## DATA LISTING
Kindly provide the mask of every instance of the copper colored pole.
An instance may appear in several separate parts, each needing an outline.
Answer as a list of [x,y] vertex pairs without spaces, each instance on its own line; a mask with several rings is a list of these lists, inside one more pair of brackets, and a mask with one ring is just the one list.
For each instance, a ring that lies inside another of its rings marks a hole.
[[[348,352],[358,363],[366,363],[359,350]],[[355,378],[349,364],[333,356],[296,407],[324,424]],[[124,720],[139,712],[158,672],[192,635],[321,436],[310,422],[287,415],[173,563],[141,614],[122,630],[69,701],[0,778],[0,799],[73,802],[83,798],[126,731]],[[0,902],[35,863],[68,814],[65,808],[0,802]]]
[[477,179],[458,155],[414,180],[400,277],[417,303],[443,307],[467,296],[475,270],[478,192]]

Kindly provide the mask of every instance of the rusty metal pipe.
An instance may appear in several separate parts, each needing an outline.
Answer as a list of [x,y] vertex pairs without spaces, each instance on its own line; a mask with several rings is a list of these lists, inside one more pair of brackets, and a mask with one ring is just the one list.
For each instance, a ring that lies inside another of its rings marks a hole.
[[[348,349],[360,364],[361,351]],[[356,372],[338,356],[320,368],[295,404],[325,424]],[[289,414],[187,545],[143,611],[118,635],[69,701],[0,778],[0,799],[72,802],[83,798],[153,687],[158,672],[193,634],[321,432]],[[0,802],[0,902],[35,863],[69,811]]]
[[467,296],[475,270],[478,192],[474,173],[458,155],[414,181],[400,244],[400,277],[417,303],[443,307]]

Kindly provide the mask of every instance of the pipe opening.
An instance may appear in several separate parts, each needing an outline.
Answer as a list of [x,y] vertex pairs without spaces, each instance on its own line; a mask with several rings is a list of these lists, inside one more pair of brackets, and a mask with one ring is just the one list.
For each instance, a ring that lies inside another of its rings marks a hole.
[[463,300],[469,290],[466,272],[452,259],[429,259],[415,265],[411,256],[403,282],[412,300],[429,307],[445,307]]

--

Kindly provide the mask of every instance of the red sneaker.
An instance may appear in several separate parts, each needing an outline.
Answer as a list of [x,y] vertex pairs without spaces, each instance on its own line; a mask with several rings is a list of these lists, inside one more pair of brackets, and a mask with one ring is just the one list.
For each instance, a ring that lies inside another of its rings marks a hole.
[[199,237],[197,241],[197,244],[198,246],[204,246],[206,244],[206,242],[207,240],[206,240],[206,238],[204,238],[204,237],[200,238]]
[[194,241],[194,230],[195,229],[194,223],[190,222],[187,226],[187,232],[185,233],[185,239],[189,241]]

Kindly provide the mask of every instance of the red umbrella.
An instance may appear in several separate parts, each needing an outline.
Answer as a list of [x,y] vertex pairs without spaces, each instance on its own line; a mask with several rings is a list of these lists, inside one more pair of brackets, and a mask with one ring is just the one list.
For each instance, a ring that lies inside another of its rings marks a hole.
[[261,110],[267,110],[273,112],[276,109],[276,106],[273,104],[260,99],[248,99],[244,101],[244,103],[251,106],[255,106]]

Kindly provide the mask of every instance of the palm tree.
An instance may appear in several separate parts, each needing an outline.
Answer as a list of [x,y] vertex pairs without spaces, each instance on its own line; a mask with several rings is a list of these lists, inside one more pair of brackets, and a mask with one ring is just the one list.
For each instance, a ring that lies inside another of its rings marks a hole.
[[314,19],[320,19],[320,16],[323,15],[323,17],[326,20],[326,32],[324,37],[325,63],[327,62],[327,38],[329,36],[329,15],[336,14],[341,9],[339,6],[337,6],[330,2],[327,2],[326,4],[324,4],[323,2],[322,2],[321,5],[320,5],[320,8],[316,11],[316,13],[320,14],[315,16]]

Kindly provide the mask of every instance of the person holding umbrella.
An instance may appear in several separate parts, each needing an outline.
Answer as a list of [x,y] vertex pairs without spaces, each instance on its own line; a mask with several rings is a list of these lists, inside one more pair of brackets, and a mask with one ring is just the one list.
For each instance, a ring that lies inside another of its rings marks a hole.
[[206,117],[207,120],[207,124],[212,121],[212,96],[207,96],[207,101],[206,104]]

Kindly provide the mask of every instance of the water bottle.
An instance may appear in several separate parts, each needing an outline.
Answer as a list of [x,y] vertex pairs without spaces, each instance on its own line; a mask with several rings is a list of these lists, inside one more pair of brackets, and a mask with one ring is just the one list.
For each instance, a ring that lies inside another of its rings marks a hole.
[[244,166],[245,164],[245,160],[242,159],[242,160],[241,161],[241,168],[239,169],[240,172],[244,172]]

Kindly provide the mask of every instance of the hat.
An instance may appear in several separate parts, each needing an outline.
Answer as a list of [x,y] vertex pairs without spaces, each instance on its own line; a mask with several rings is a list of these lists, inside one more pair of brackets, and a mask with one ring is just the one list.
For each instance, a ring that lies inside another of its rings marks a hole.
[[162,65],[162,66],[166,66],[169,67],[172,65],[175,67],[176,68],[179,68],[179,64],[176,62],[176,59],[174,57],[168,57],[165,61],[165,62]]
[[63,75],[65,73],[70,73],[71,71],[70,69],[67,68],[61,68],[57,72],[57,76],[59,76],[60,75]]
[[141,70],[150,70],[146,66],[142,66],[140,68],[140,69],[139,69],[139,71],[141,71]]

## EXERCISE PROMPT
Locate every line in the entries above that contains the string "umbrella" and copy each one out in full.

## EXERCISE ANSWER
Kindly provide the mask of every instance of the red umbrella.
Kindly provide the mask of every instance of the person holding umbrella.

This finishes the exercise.